--- START INFORMATION SHOWN ---
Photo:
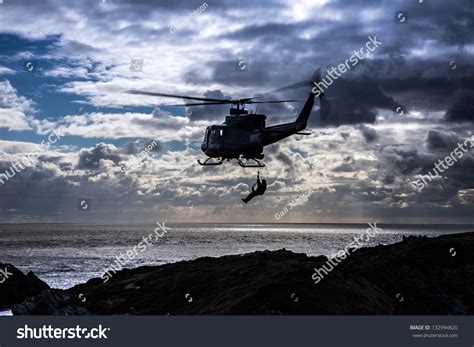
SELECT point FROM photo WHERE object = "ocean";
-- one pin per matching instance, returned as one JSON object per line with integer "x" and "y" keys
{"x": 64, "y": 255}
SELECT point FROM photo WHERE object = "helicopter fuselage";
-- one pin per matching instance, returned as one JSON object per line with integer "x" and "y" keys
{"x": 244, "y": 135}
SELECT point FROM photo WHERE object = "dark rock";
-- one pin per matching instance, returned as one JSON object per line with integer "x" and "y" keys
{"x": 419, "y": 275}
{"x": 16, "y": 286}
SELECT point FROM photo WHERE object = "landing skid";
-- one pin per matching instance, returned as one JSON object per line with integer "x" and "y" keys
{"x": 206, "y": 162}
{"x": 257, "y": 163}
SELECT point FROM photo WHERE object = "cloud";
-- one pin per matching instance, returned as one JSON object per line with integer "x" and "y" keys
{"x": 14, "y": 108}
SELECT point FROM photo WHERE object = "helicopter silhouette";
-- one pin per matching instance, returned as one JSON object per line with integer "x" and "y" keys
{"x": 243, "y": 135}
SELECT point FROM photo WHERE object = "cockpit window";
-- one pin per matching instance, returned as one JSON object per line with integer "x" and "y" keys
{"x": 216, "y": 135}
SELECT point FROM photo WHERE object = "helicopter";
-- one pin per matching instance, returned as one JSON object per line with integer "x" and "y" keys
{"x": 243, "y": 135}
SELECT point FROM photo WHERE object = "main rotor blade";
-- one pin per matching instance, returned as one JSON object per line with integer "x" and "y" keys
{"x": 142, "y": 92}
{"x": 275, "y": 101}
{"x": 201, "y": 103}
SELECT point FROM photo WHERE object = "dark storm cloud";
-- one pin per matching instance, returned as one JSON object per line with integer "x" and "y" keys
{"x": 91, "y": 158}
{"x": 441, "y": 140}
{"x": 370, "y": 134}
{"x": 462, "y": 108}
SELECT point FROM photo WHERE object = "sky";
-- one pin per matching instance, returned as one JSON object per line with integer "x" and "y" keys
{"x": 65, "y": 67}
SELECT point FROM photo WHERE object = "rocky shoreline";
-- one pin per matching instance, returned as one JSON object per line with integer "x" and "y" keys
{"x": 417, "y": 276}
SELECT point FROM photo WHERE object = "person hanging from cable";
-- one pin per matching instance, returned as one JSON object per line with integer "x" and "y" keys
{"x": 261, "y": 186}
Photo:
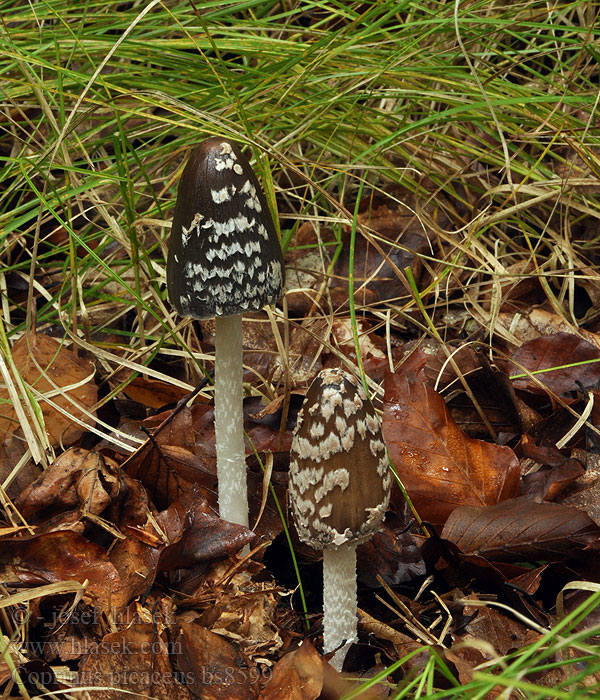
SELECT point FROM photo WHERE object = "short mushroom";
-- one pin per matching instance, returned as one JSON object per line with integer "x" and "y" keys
--- END INFORMATION SHOWN ---
-- DIRECTION --
Exclude the images, then output the data above word for word.

-- RESPONSE TO THE EXERCISE --
Photo:
SELECT point FROM photo WHERE object = "ocean";
-- one pin per matching instance, returned as one JSON object per line with integer "x" and "y" keys
{"x": 64, "y": 255}
SELECT point FROM photo WHERE object = "helicopter fuselage";
-- one pin per matching instance, returned as one JSON object per line with integer "x" and "y" keys
{"x": 244, "y": 135}
SELECT point FROM photo WHERE object = "dark rock";
-- one pin per matching instance, returned as one JSON object per line with integer "x" and "y" keys
{"x": 419, "y": 275}
{"x": 16, "y": 286}
SELECT point FROM photo WHERE object = "landing skid";
-- one pin per matching instance, returned as one JSON object per line with integer "x" and "y" keys
{"x": 206, "y": 162}
{"x": 257, "y": 163}
SELECT point FROM photo WHERE object = "cloud";
-- one pin per matching instance, returned as one JSON object per line with integer "x" and "y" keys
{"x": 14, "y": 108}
SELECT point FROM photo WHERE object = "helicopter silhouette";
-- one pin per matching instance, returned as one JSON object per line with integer "x" and "y" keys
{"x": 243, "y": 135}
SELECT point FROM photo WHERE object = "cockpit window";
-- one pin per matching instance, returned as one JSON object per line with integer "x" and "y" keys
{"x": 216, "y": 135}
SELECT point FROM photo WHERE object = "helicopter";
-- one pin per matching instance, returned as one JSON object per line with integer "x" and "y" keys
{"x": 243, "y": 135}
SELECT point FROM photo WHERE object = "main rotor blade";
-- one pin per matching instance, returned as one JSON object per line with integer "x" and "y" keys
{"x": 142, "y": 92}
{"x": 275, "y": 101}
{"x": 201, "y": 103}
SELECT point FROM photo WHERE object = "dark storm cloud";
-- one pin per matching instance, returned as one JSON object per line with integer "x" and "y" keys
{"x": 91, "y": 158}
{"x": 441, "y": 140}
{"x": 370, "y": 134}
{"x": 462, "y": 108}
SELECT point FROM photo WHERE object = "sky";
-- one pin per matching instance, returned as one JSON object per line with integer "x" and "y" keys
{"x": 65, "y": 67}
SELECT point FROM photo WHERE object = "rocky shoreline";
-- one pin per matching instance, returned as one JSON object per line with integer "x" and "y" keys
{"x": 417, "y": 276}
SELECT point FROM photo WHERE object = "person hanging from cable";
-- one pin per matching instance, returned as one JSON object per line with integer "x" and "y" keys
{"x": 261, "y": 186}
Photo:
SELECT point FROM photo WHERE object = "short mushroom";
-- one pin per matching instance, returned as one JSON object per line with integer "x" and "y" keys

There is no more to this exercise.